▶ _WORK TO COMPLETE_
Transcribe precisely those lines of the listing that fall between the line containing "Question. For every instance of the tree bark" and the last line, inclusive of both.

▶ _DATA PROVIDED_
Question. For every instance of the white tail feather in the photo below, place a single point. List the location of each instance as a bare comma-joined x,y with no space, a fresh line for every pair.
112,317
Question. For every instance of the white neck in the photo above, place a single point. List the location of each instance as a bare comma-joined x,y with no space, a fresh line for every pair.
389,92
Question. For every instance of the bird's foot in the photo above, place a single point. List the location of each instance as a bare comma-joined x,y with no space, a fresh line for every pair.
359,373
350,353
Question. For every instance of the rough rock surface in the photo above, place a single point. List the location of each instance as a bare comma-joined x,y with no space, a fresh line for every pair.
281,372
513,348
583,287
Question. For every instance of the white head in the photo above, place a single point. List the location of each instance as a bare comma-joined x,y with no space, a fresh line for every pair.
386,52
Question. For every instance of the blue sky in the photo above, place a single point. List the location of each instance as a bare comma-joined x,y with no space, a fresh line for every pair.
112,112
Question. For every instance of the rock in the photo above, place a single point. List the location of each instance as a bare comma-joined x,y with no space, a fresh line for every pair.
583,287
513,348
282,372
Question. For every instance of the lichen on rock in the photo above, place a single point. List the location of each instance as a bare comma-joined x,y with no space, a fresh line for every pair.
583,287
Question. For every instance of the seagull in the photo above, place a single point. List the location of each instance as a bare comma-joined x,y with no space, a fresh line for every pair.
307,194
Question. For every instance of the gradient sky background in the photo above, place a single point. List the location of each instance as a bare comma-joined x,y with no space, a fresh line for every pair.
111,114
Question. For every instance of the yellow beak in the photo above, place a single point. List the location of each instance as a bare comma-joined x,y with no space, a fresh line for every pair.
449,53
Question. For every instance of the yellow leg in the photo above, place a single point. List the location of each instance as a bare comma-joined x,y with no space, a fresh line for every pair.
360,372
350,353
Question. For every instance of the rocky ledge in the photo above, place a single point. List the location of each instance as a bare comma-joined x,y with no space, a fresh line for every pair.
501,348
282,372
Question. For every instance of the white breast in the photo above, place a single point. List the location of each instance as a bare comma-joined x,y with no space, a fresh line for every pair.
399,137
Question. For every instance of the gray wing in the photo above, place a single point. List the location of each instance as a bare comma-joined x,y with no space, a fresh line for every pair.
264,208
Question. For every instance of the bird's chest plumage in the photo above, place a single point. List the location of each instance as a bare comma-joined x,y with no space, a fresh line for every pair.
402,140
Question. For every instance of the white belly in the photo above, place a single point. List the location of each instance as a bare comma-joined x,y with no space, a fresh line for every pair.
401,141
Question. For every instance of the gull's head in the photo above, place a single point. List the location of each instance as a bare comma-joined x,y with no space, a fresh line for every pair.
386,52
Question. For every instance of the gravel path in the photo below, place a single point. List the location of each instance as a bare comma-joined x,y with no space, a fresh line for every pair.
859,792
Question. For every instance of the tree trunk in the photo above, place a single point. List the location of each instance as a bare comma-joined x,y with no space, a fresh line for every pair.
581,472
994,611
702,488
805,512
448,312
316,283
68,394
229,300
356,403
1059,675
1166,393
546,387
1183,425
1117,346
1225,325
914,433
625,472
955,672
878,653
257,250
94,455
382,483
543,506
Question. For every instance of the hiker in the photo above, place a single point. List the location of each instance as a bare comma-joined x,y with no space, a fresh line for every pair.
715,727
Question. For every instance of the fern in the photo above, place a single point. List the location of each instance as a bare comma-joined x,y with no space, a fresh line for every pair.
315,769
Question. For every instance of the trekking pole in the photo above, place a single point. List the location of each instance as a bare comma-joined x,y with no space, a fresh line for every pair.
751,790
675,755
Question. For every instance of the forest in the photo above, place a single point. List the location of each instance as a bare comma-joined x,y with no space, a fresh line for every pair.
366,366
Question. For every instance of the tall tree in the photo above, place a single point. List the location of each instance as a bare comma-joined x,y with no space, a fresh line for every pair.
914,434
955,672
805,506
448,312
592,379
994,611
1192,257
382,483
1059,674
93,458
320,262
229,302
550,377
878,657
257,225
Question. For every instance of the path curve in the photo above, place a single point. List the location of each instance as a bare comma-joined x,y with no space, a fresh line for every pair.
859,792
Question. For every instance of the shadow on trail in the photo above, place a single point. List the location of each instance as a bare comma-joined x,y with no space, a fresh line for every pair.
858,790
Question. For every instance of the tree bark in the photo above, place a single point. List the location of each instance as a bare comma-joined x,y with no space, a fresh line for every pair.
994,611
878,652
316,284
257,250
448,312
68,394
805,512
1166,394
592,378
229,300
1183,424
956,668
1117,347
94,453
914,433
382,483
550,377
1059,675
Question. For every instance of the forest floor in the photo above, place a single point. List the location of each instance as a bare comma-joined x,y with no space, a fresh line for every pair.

▶ _TASK OUTPUT_
Question. For every instance of the tree bark in the photo above, place a single point. List the location of each instance as a bare comma-joined x,y with no space, a fresh line for every pair.
994,611
878,652
316,284
257,250
448,312
68,394
805,512
1166,394
592,378
229,300
1183,424
956,668
1117,347
94,453
914,433
382,483
550,377
1059,675
Question. For every instance of the forest floor in the photo above, place a single point. List the location of each instance as a bare comma-joined x,y with no space, a fresh line for every pair.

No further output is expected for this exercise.